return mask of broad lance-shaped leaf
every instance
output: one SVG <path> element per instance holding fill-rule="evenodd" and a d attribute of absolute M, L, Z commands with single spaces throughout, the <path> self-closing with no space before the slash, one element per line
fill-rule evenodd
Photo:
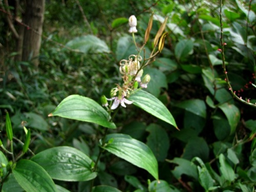
<path fill-rule="evenodd" d="M 108 128 L 116 128 L 113 122 L 108 121 L 108 113 L 99 103 L 90 98 L 78 95 L 70 95 L 64 99 L 48 116 L 58 116 L 90 122 Z"/>
<path fill-rule="evenodd" d="M 19 161 L 12 173 L 19 184 L 27 192 L 57 191 L 53 181 L 46 170 L 31 160 Z"/>
<path fill-rule="evenodd" d="M 143 90 L 139 90 L 130 97 L 133 104 L 152 115 L 174 125 L 178 129 L 173 115 L 166 107 L 157 98 Z"/>
<path fill-rule="evenodd" d="M 105 146 L 102 147 L 130 163 L 146 170 L 156 179 L 158 179 L 157 161 L 150 147 L 145 143 L 132 138 L 128 135 L 108 135 Z"/>
<path fill-rule="evenodd" d="M 82 152 L 69 146 L 43 151 L 31 158 L 41 166 L 52 178 L 62 181 L 88 181 L 97 176 L 93 161 Z"/>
_ _ _ _
Can you resize the records above by writing out every line again, requests included, with each coordinate in the answers multiplied by 1.05 and rounded to a whole number (halves rounding up)? Leave the pictures out.

return mask of broad lance-shaped leaf
every instance
output: one SVG <path> element per instance holding fill-rule="evenodd" and a d attribute of absolute M, L, Z commands with single spaces throughout, the <path> self-closing with no space before the slash, one element per line
fill-rule evenodd
Photo:
<path fill-rule="evenodd" d="M 113 134 L 122 134 L 119 128 L 113 127 L 113 119 L 104 108 L 95 103 L 82 100 L 74 100 L 67 104 L 50 122 L 61 122 L 95 128 Z"/>
<path fill-rule="evenodd" d="M 20 169 L 13 182 L 20 193 L 28 202 L 60 201 L 56 190 L 48 179 L 33 168 Z"/>
<path fill-rule="evenodd" d="M 150 95 L 146 95 L 137 102 L 140 109 L 160 121 L 183 131 L 187 135 L 182 121 L 174 112 L 165 103 Z"/>
<path fill-rule="evenodd" d="M 110 153 L 107 154 L 137 171 L 153 179 L 164 188 L 166 188 L 165 169 L 158 154 L 152 150 L 139 145 L 134 142 L 113 142 Z"/>
<path fill-rule="evenodd" d="M 86 160 L 72 153 L 45 159 L 33 166 L 43 174 L 55 187 L 65 190 L 92 190 L 102 185 L 98 169 Z"/>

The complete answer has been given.